TESTO DA ESAMINARE
- - - - - - -

Corriere della Sera - La Lettura
I DIECI VIETNAM DEI SENZA LAVORO
L’eminente economista Ragurham G. Rajan (presidente della Banca centrale indiana) è noto per esser stato tra i pochi a prefigurare davvero l’innesco della «crisi» in corso. Nel suo prossimo libro — in uscita nel 2018 e intitolato The Third Pillar, il terzo pilastro, con riferimento al «tessuto sociale», spesso sacrificato dalle analisi macroeconomiche agli altri due, i mercati e i governi — cita in apertura un recente dato-choc: negli Usa, i maschi bianchi «in età da lavoro» si stanno autodistruggendo con alcol, droghe e suicidi a un ritmo equivalente a quello di «dieci guerre del Vietnam simultanee».

- - - - - - -

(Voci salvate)
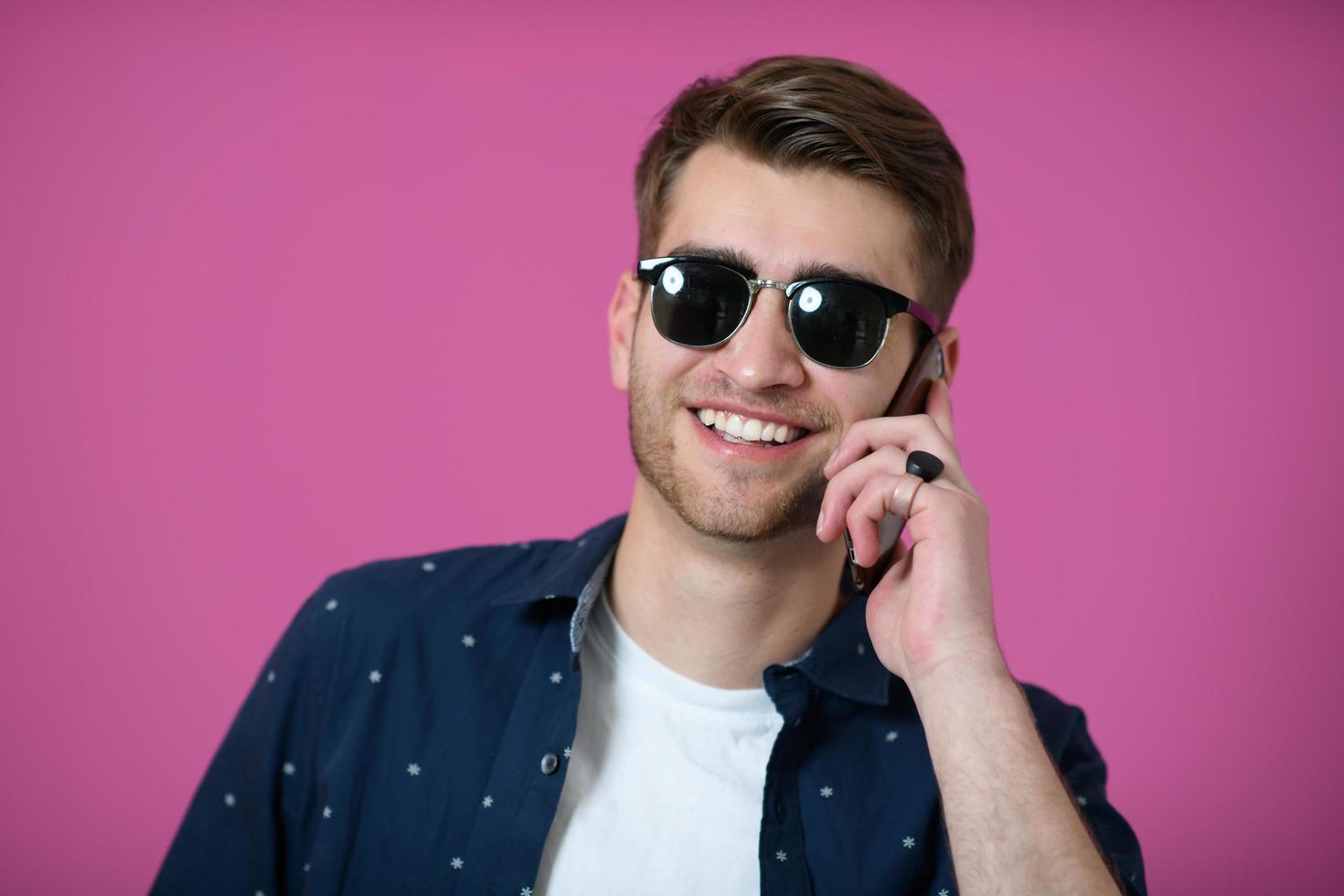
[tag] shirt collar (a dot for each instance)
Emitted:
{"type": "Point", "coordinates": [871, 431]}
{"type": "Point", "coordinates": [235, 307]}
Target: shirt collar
{"type": "Point", "coordinates": [841, 658]}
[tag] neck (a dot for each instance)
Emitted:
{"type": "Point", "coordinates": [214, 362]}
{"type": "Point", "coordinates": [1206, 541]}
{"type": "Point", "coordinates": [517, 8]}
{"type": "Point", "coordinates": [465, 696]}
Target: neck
{"type": "Point", "coordinates": [712, 610]}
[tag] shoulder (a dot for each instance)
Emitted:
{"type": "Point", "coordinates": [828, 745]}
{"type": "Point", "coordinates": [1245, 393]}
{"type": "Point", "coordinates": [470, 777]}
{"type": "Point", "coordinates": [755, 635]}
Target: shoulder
{"type": "Point", "coordinates": [1061, 723]}
{"type": "Point", "coordinates": [389, 592]}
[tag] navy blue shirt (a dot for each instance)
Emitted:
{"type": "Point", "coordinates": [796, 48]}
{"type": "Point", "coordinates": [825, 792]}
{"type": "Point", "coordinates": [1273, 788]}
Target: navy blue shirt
{"type": "Point", "coordinates": [411, 732]}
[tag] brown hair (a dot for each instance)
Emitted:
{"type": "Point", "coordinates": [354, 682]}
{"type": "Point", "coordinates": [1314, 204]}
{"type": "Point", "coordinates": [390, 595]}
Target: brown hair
{"type": "Point", "coordinates": [803, 113]}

- - - - - - -

CONSEGNE
(1) In base all'articolo sui senza lavoro, rispondi a queste domande:
(a) Come si intitola il prossimo libro di Rajan?
(b) A quali altri due pilastri viene spesso sacrificato il tessuto sociale nelle analisi macroeconomiche?
(c) A quante guerre del Vietnam simultanee equivale il ritmo di autodistruzione citato?
(2) Riprendi l'articolo sui senza lavoro a partire dall'ultima frase riportata, per favore.
Le voci salvate sono materiale distinto dall'articolo sui senza lavoro.

RISPOSTE AI COMPITI
(1)
(a) The Third Pillar.
(b) Ai mercati e ai governi.
(c) A dieci.

(2)
Pur non essendo il fattore esclusivo di questa deriva sociale, la disoccupazione (con la variante del precariato) resta quello principale; e pur non essendo l’unica forma di alienazione (al polo opposto c’è l’ipersfruttamento nei Paesi emergenti, vedi la fabbrica-dormitorio Apple-Foxconn in Cina, con la sua «catena di suicidi»), resta la più diffusa e pervasiva. Sono state scritte biblioteche sulle cause scatenanti, sia globali (automazione informatica, dumping industriale) che locali (per l’Italia: mortificazione del merito, sindacati obsoleti); quanto alle terapie, la transizione tecno-economica è in effetti così profonda da giustificare (almeno in parte) le difficoltà a procedere oltre la consunta coperta corta tra investimenti «keynesiani» e rigurgiti protezionisti.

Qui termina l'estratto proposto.